**Work instructions:** Reproduce all the entries exactly and keep the pictures out.

**Given entries:**
◆ ◆ ◆ ◆

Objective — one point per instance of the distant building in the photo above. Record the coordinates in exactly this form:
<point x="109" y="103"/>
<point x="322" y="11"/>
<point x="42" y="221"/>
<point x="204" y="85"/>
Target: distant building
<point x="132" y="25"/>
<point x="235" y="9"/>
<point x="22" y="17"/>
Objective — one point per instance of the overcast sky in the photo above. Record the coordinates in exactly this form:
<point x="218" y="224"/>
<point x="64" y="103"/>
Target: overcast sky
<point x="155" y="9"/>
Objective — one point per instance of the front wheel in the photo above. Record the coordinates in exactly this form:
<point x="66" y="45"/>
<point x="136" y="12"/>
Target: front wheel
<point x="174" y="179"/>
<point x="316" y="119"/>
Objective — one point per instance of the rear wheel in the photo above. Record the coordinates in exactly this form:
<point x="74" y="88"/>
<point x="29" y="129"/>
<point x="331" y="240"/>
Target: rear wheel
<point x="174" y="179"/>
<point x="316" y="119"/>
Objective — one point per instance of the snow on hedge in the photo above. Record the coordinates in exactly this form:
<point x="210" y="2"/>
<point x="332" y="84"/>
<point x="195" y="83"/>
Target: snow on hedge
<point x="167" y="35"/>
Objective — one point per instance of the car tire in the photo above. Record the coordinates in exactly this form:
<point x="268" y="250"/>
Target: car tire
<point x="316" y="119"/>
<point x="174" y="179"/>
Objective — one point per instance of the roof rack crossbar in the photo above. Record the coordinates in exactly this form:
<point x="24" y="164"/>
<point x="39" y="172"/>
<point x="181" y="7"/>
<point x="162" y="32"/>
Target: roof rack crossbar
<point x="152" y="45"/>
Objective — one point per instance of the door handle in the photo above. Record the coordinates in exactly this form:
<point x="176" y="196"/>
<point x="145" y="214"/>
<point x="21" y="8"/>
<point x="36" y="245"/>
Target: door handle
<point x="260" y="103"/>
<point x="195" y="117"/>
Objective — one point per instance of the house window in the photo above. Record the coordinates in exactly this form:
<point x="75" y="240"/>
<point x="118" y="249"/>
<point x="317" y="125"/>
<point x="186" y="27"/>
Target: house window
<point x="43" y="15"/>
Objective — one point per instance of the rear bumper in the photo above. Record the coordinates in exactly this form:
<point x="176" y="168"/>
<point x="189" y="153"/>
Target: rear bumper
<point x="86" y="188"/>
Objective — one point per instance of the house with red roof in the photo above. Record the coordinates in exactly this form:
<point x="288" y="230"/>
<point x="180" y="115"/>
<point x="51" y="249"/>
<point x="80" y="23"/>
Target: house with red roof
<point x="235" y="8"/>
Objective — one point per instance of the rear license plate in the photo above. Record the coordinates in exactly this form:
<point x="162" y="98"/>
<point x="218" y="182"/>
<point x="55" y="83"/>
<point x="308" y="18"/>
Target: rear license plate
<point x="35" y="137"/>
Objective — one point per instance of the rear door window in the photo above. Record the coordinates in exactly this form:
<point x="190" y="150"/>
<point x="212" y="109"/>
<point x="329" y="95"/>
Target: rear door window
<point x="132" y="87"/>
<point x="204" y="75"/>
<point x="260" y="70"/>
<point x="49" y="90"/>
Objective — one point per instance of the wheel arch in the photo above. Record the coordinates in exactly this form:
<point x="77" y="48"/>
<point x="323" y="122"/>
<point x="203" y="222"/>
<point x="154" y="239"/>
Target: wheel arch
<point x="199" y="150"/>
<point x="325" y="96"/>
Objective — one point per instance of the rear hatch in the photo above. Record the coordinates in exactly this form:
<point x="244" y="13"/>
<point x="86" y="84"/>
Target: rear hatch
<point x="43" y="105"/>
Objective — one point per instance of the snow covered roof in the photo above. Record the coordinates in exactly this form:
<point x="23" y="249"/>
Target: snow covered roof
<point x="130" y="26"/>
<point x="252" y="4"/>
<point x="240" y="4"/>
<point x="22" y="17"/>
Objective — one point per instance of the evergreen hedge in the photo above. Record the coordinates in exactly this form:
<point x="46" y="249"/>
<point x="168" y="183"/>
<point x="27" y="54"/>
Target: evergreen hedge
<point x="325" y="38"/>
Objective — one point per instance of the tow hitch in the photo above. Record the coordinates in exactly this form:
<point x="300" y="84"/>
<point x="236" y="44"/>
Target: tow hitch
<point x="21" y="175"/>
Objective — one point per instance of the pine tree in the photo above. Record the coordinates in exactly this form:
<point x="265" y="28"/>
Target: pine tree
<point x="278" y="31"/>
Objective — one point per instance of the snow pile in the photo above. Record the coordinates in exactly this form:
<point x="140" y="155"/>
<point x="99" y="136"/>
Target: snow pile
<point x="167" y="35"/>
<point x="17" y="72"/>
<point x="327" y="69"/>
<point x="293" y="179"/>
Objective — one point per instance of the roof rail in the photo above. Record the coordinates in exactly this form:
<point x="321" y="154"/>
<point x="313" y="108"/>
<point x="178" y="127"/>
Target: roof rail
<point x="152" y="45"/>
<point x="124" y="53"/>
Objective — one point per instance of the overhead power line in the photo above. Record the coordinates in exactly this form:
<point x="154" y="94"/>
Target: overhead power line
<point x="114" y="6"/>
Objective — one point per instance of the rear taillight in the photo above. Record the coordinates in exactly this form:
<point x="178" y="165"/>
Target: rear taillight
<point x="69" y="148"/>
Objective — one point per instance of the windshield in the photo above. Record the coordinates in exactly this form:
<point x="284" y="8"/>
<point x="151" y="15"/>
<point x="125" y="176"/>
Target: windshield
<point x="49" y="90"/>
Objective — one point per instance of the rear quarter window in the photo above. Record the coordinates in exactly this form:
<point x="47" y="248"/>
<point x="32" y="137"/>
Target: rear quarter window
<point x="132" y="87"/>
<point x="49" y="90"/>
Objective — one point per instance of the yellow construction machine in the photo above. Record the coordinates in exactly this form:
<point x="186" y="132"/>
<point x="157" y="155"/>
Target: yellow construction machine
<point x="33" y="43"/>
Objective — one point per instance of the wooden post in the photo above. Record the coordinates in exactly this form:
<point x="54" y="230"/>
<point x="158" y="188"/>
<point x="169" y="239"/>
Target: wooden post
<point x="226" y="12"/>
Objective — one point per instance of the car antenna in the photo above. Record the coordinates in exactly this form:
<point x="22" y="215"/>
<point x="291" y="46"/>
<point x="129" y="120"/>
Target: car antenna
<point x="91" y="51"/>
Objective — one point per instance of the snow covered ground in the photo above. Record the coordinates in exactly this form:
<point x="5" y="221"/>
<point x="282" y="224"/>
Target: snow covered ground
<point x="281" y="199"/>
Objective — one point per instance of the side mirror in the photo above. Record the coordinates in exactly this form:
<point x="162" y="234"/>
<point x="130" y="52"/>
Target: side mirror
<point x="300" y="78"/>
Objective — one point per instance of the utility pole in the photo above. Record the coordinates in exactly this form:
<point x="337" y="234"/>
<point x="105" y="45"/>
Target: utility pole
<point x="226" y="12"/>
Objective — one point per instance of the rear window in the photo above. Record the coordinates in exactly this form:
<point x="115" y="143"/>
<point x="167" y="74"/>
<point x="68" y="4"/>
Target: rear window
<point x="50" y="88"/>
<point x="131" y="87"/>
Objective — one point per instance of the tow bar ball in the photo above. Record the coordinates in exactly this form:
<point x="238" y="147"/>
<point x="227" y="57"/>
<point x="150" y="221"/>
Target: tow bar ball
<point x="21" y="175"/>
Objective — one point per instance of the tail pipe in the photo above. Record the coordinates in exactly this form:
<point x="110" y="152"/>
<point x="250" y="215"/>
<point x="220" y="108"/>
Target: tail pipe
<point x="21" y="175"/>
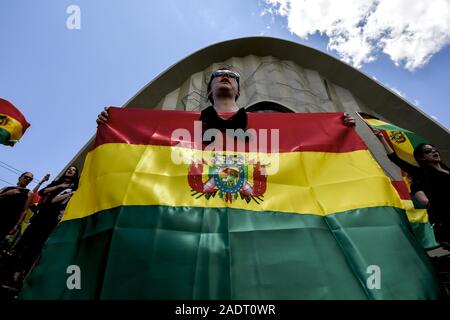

◆ ◆ ◆ ◆

**Task solution:**
Objective — one point per instance of the distant building in the photo above. Record the coordinates in exactly this form:
<point x="109" y="103"/>
<point x="322" y="11"/>
<point x="42" y="221"/>
<point x="204" y="85"/>
Target: distant building
<point x="132" y="25"/>
<point x="235" y="9"/>
<point x="22" y="17"/>
Objective — one point per instance of the overcast sky in the photo above. Record the coordinates in exactly this form:
<point x="218" y="224"/>
<point x="64" y="103"/>
Target: overcast sky
<point x="155" y="9"/>
Objective — one point per instance of the front wheel in the photo above. Record the coordinates in exactly this form:
<point x="66" y="45"/>
<point x="136" y="12"/>
Target: front wheel
<point x="174" y="179"/>
<point x="316" y="119"/>
Objective — one point per instance of the rear wheel in the photo above. Record the coordinates in exactly this form:
<point x="74" y="88"/>
<point x="29" y="129"/>
<point x="331" y="240"/>
Target: rear wheel
<point x="174" y="179"/>
<point x="316" y="119"/>
Objective — one point per instance of the snow on hedge in the photo above. Record the coordinates in exactly this form:
<point x="210" y="2"/>
<point x="332" y="84"/>
<point x="195" y="83"/>
Target: snow on hedge
<point x="167" y="35"/>
Objective — one point per instance of the car tire in the photo above. Record the coordinates in exactly this form:
<point x="268" y="250"/>
Target: car tire
<point x="316" y="119"/>
<point x="174" y="179"/>
Objective — one point per instance of the roof rack crossbar in the photo above. Record the coordinates in exactly this form:
<point x="24" y="164"/>
<point x="39" y="172"/>
<point x="181" y="7"/>
<point x="162" y="32"/>
Target: roof rack crossbar
<point x="152" y="45"/>
Objective — one point per instance of the door handle in the photo above. Record the coordinates in exactly this form:
<point x="176" y="196"/>
<point x="145" y="214"/>
<point x="21" y="8"/>
<point x="36" y="245"/>
Target: door handle
<point x="260" y="103"/>
<point x="195" y="117"/>
Objective — one point per instance of the house window in the photo above. Record the coordinates in exactly this form:
<point x="75" y="240"/>
<point x="118" y="249"/>
<point x="317" y="125"/>
<point x="186" y="27"/>
Target: house window
<point x="43" y="15"/>
Objective — one point per instance of the rear bumper in the photo above. Record the coordinates in exactly this form:
<point x="176" y="168"/>
<point x="189" y="153"/>
Target: rear bumper
<point x="86" y="188"/>
Objective — one point per instance of the house with red roof in the photo above. Record the coordinates in exactly this form:
<point x="288" y="230"/>
<point x="180" y="115"/>
<point x="51" y="249"/>
<point x="80" y="23"/>
Target: house with red roof
<point x="235" y="8"/>
Objective — one point per instance of the rear license plate in the photo above. Record the coordinates in exactly this form:
<point x="162" y="98"/>
<point x="218" y="182"/>
<point x="55" y="83"/>
<point x="308" y="18"/>
Target: rear license plate
<point x="35" y="137"/>
Objective — one point per instance of the rear door window in the photo above. Record the coordinates in exactly this form:
<point x="190" y="150"/>
<point x="212" y="109"/>
<point x="329" y="95"/>
Target: rear door window
<point x="132" y="87"/>
<point x="204" y="75"/>
<point x="260" y="70"/>
<point x="49" y="90"/>
Objective — one point per instance of the wheel arch in the photo above. Record the coordinates in exactly this form:
<point x="77" y="48"/>
<point x="323" y="122"/>
<point x="203" y="222"/>
<point x="154" y="239"/>
Target: wheel arch
<point x="199" y="150"/>
<point x="325" y="96"/>
Objective — one point per instance of the rear hatch in the photo above. Record the coordinates in exactly this form:
<point x="244" y="13"/>
<point x="86" y="84"/>
Target: rear hatch
<point x="43" y="105"/>
Objective — one point per instance of the snow covered roof in the photo above. Record the coordinates in exactly this form:
<point x="23" y="249"/>
Target: snow covered roof
<point x="130" y="26"/>
<point x="252" y="4"/>
<point x="240" y="4"/>
<point x="22" y="17"/>
Objective — one point per instance of the evergreen hedge in the photo above. Record the coordinates in exactly this form:
<point x="46" y="249"/>
<point x="168" y="183"/>
<point x="27" y="54"/>
Target: evergreen hedge
<point x="325" y="38"/>
Objective — one point per instance of the tow hitch in the photo above. Record the coordinates in exactly this form:
<point x="300" y="84"/>
<point x="236" y="44"/>
Target: tow hitch
<point x="21" y="175"/>
Objective — one point per instance of the pine tree in the photo above. Record the coordinates in exactly this form:
<point x="265" y="28"/>
Target: pine tree
<point x="278" y="31"/>
Objective — one point per instance of the snow pile in the photo above. Record the coordinates in exactly this form:
<point x="140" y="155"/>
<point x="99" y="136"/>
Target: snow pile
<point x="167" y="35"/>
<point x="17" y="72"/>
<point x="327" y="69"/>
<point x="293" y="179"/>
Objective — one point per instance of the roof rail in the photo above. Record the coordinates in exactly this form:
<point x="321" y="154"/>
<point x="313" y="108"/>
<point x="178" y="127"/>
Target: roof rail
<point x="152" y="45"/>
<point x="124" y="53"/>
Objective — one point per instance of the overhead power line in the photo above. Record the coordinates in exactly this form:
<point x="154" y="94"/>
Target: overhead power line
<point x="114" y="6"/>
Objective — one point per instance of the rear taillight in the photo above. Record the coordinates in exactly this form:
<point x="178" y="165"/>
Target: rear taillight
<point x="69" y="148"/>
Objective — one point per instance of the windshield in the photo above. Record the coordinates in exactly this form:
<point x="284" y="8"/>
<point x="151" y="15"/>
<point x="125" y="176"/>
Target: windshield
<point x="49" y="90"/>
Objective — one point per instance of the rear quarter window in the photo above. Record the coordinates in exactly this form:
<point x="47" y="248"/>
<point x="32" y="137"/>
Target: rear quarter window
<point x="132" y="87"/>
<point x="49" y="90"/>
Objective — one point per instance of the yellow construction machine in the photo above. Record the coordinates in exactly this form:
<point x="186" y="132"/>
<point x="157" y="155"/>
Target: yellow construction machine
<point x="33" y="43"/>
Objective — one point per instance of the wooden post in the photo above. Record the coordinates in exactly this form:
<point x="54" y="230"/>
<point x="158" y="188"/>
<point x="169" y="239"/>
Target: wooden post
<point x="226" y="12"/>
Objective — one point per instance of the car antenna in the photo above. Record the coordinates in exactly this form:
<point x="22" y="215"/>
<point x="291" y="46"/>
<point x="129" y="120"/>
Target: car antenna
<point x="91" y="51"/>
Objective — one point per instance of the snow covered ground in the photo above. Record the coordinates in exactly this form:
<point x="5" y="221"/>
<point x="282" y="224"/>
Target: snow covered ground
<point x="281" y="199"/>
Objective — one point per instance of the side mirror in the photo above. Record the coordinates in exactly this form:
<point x="162" y="234"/>
<point x="130" y="52"/>
Target: side mirror
<point x="300" y="78"/>
Objective — one point per instance of the utility pole in the photo above. Record the coordinates in exactly this form:
<point x="337" y="234"/>
<point x="105" y="45"/>
Target: utility pole
<point x="226" y="12"/>
Objective — one point per instance of the rear window in the photo above. Record the coordinates in exactly this form:
<point x="115" y="143"/>
<point x="167" y="74"/>
<point x="68" y="4"/>
Target: rear window
<point x="50" y="88"/>
<point x="131" y="87"/>
Objective — one point per instance of the tow bar ball in the photo above. Record the coordinates in exactly this form:
<point x="238" y="147"/>
<point x="227" y="57"/>
<point x="150" y="221"/>
Target: tow bar ball
<point x="21" y="175"/>
Objective — one point per instance of the tail pipe in the photo above. Record the coordinates in exactly this form:
<point x="110" y="152"/>
<point x="250" y="215"/>
<point x="220" y="108"/>
Target: tail pipe
<point x="21" y="175"/>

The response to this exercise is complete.